__Extracted entries__:

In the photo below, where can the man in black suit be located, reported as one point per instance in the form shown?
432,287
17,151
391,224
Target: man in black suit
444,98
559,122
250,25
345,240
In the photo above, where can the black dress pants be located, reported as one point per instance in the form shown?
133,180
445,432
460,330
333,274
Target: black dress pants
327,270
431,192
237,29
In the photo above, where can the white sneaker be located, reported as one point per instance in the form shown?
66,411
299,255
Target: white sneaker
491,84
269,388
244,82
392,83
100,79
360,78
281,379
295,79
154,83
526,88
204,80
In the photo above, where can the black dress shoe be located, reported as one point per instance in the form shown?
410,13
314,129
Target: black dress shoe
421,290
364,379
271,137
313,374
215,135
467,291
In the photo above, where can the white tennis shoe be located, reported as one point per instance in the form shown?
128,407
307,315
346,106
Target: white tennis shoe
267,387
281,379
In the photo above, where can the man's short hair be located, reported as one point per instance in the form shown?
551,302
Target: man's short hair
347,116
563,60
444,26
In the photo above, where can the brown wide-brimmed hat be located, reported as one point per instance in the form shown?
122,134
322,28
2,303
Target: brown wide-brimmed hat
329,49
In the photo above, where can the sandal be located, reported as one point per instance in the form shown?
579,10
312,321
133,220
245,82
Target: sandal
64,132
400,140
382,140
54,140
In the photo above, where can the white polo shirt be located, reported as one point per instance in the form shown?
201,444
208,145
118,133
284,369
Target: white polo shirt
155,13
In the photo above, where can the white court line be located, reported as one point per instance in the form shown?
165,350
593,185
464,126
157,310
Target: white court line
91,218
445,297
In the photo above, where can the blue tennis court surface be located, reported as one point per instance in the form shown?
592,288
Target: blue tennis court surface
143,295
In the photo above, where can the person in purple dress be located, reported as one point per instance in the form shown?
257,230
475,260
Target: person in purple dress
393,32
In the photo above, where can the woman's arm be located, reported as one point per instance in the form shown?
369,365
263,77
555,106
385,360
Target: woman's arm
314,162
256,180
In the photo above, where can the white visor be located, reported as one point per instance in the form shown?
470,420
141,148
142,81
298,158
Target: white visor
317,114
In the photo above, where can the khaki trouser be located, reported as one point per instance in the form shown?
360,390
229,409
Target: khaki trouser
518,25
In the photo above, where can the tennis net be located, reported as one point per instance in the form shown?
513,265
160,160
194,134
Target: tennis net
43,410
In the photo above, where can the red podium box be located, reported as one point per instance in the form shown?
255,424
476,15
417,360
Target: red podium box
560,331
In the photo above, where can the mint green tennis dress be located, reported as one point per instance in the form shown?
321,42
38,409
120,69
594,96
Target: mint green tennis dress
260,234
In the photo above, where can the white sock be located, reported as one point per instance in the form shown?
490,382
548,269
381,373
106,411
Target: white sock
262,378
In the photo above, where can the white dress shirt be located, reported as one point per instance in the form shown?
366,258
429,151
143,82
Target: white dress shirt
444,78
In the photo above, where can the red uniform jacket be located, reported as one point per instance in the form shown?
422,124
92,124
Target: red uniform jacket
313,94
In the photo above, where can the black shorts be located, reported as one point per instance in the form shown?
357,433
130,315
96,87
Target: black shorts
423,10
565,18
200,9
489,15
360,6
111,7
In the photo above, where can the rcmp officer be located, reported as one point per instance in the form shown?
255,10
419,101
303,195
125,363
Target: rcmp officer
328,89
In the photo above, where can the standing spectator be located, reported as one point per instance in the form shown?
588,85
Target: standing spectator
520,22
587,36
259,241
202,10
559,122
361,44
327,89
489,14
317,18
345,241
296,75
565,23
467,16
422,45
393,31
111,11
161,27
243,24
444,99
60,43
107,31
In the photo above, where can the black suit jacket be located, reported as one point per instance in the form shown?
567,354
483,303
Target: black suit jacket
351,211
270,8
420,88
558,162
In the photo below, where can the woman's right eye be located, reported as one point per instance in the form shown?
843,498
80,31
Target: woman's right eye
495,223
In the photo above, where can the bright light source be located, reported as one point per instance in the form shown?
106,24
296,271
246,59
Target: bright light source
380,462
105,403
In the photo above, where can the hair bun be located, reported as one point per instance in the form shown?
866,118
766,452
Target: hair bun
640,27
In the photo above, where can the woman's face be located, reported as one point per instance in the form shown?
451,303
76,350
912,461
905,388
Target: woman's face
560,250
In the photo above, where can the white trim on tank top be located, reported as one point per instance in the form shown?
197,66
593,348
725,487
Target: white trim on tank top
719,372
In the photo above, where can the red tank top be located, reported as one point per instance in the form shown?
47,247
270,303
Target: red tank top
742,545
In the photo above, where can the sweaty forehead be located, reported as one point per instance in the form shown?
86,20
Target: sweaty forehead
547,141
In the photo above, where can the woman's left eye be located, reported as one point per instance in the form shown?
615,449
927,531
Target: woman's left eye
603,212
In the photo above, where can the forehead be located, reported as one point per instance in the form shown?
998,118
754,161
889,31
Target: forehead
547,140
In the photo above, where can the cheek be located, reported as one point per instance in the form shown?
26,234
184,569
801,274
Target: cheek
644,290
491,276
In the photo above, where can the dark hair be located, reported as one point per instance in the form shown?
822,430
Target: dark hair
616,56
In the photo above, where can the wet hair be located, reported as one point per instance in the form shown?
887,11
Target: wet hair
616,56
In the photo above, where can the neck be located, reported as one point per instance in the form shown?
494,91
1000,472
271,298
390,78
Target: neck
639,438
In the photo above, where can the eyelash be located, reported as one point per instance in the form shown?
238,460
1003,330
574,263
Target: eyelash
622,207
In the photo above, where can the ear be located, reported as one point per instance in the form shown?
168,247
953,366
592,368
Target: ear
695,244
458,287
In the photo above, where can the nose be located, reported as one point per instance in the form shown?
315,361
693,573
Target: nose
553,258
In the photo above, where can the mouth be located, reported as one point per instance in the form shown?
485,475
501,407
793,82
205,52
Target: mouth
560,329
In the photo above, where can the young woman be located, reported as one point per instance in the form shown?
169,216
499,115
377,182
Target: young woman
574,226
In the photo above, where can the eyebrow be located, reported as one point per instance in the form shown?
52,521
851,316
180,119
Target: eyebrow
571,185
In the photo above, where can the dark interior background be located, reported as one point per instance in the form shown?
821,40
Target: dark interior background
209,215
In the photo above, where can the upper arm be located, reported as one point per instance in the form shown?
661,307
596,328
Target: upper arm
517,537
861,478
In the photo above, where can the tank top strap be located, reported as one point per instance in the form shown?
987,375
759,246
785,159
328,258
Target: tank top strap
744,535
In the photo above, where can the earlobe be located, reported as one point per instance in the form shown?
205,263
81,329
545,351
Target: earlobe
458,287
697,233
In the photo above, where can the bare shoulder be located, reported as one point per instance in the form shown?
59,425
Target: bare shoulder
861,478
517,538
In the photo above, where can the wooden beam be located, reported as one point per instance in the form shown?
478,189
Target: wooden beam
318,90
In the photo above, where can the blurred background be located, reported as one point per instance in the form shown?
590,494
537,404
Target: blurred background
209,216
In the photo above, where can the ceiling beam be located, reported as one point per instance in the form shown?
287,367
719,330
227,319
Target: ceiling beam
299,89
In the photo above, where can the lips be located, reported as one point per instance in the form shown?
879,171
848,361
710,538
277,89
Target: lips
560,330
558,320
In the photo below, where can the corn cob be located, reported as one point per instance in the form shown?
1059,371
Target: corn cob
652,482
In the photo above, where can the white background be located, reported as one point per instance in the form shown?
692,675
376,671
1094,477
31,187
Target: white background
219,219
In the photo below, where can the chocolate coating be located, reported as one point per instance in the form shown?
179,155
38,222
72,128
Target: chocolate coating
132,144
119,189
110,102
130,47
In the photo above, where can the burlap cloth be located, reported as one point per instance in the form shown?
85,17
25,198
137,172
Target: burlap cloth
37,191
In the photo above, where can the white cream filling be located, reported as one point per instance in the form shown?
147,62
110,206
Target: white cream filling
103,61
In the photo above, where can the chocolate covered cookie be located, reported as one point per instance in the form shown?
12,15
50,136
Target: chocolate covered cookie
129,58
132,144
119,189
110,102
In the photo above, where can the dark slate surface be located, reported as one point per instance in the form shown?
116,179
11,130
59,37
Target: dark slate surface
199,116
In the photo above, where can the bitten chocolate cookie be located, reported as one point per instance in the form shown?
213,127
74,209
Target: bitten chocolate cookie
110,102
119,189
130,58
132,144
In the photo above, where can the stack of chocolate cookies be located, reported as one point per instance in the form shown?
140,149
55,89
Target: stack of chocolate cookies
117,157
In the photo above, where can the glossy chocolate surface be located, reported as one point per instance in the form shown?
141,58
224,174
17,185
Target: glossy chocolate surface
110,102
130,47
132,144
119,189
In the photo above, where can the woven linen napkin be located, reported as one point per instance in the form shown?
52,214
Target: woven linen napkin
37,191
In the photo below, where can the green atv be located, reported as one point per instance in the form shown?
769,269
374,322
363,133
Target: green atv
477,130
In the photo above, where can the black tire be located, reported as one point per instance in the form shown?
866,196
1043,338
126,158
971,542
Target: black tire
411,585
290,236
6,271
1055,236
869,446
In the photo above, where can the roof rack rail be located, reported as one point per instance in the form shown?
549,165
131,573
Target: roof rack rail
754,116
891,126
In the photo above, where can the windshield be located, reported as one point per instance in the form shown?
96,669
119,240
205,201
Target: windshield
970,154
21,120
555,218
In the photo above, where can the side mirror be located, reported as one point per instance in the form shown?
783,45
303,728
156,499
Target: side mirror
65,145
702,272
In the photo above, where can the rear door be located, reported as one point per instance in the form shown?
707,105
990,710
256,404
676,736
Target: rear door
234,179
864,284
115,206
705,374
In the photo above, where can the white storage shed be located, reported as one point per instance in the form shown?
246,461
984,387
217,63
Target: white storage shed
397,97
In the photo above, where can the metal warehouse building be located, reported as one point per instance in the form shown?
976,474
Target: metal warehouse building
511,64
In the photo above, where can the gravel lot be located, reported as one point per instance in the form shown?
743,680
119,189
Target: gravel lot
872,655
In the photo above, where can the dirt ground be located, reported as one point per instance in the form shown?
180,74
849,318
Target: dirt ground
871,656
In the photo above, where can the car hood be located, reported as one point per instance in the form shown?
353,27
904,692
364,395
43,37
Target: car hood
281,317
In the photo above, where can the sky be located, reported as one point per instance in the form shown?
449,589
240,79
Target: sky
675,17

__Task prompt__:
Transcribe word for word the lines from the one holding "In the photo above, where can the windshield" to the last line of the listing above, inclusive.

__The result__:
In the photo above, where can the windshield be located, reported as one point per instance in the form shown?
96,669
119,240
205,201
Target: windshield
970,154
21,120
555,218
In the photo above, where can the side mirror be located, reported as one point per instance in the form shown?
783,45
303,728
156,499
Target: side mirror
65,145
702,272
In the photo above, where can the rear door be located, reported as one point per instance in the form shown?
707,105
990,710
256,404
676,736
Target: rear door
234,179
864,284
115,206
705,374
In the photo above, where can the white storage shed be located, reported as one point per instance in the form shown?
246,461
984,387
217,63
Target: white storage shed
397,97
In the photo above, where can the metal warehouse building be located, reported as one point per instance in the form shown?
976,474
Target: metal warehouse building
511,64
In the photo above, where can the gravel lot be located, reported as one point per instance in the form shown?
743,680
119,189
Target: gravel lot
872,655
In the photo above, where can the dirt ground be located, reported as one point per instance in the form shown?
180,74
849,318
Target: dirt ground
871,656
In the photo above, where can the car hood be located, reported as one point per instance in the form shown?
353,27
904,692
364,395
43,37
Target: car hood
281,317
In the photo above, where can the sky be located, reported as one point per instance in the form shown?
449,589
240,79
Target: sky
675,17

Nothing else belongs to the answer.